PROBLEM DESCRIPTION: Can you repeat the lines below word for word, starting with the line that contains "Each instance receives one keypoint. Mark the hair" and continuing through the last line, with any pictures left out of your answer?

Data items:
[BEGIN]

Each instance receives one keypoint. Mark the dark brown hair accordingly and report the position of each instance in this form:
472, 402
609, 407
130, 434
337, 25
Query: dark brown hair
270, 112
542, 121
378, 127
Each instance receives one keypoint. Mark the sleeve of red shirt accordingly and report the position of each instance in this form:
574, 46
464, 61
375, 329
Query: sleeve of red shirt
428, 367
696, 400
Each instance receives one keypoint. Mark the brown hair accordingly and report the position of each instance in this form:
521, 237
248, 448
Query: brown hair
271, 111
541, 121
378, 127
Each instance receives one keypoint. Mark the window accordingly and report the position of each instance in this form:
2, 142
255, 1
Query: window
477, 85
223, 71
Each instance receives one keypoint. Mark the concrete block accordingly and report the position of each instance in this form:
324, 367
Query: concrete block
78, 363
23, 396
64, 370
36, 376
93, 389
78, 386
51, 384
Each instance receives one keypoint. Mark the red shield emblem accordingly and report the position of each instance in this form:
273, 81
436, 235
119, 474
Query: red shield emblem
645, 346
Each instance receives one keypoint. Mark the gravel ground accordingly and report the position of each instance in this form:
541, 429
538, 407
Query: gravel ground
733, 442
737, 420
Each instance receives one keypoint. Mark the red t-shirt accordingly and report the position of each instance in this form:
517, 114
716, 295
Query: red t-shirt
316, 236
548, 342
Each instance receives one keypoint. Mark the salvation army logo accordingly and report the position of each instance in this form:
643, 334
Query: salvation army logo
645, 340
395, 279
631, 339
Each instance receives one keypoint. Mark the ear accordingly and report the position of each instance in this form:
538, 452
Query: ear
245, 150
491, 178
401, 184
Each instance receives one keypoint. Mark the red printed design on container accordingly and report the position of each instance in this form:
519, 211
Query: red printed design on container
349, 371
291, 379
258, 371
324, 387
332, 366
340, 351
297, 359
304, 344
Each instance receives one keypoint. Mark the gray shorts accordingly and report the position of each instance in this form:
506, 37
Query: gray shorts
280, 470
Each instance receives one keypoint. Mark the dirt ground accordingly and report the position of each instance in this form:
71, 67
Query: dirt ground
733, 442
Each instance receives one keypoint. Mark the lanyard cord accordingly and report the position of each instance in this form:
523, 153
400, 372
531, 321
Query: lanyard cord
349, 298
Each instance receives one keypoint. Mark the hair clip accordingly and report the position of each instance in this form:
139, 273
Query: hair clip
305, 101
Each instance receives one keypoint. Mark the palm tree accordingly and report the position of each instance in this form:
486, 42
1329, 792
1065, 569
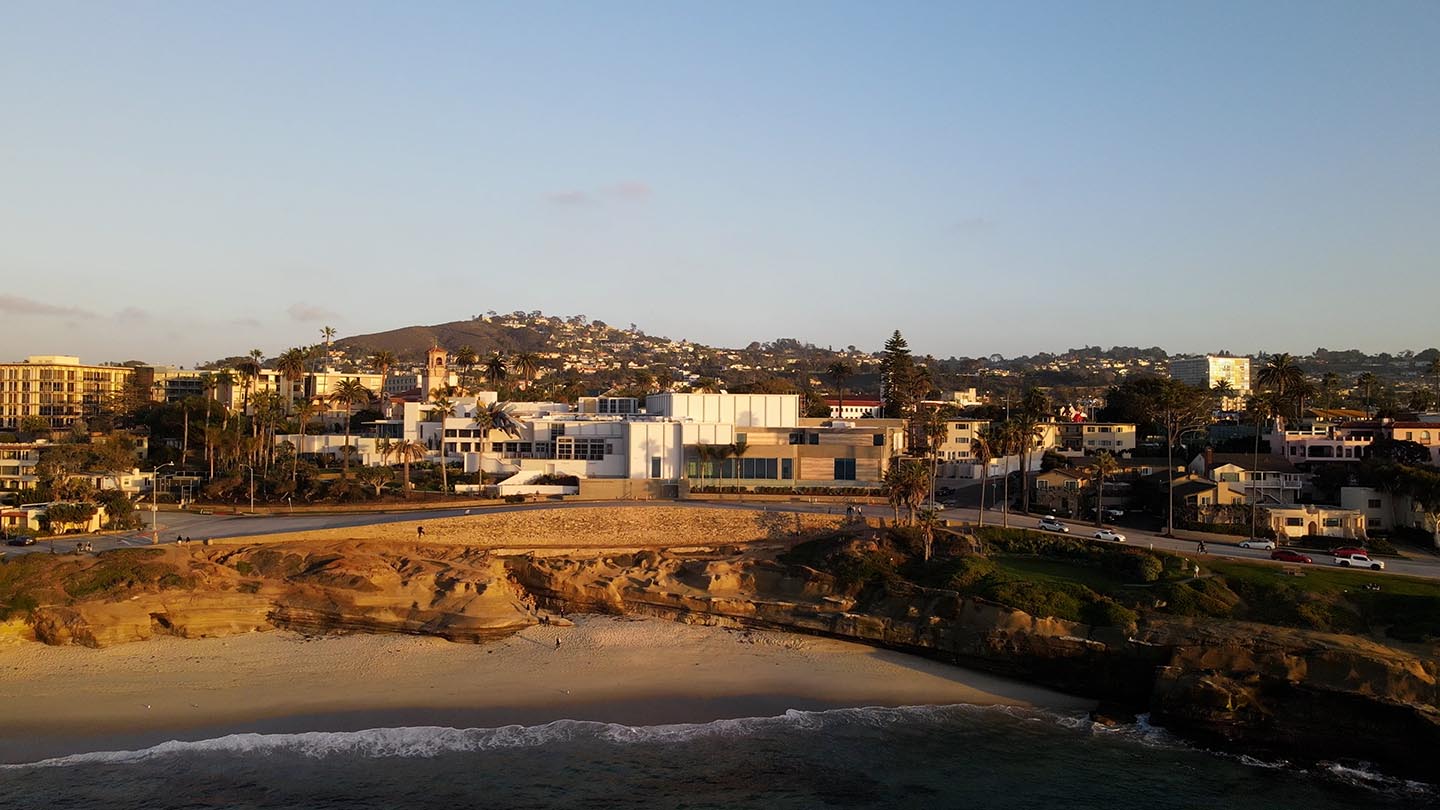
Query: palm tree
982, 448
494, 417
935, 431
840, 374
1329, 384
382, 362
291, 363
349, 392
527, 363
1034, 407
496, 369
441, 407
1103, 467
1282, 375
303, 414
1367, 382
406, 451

[END]

TASK OUTPUT:
Each instance receives one keypoint. Mark the hair clip accordingly and report the position of each instance in this form:
139, 273
Query: hair clip
305, 101
Each instance receives one keypoint. Mark the palm tree accordingly and report the position of each instance in this form:
486, 42
1329, 792
1065, 569
Query: palm tree
982, 448
494, 417
935, 431
840, 374
1329, 384
382, 362
291, 363
349, 392
527, 363
1034, 407
496, 369
441, 407
1103, 467
1282, 375
303, 414
1367, 382
406, 451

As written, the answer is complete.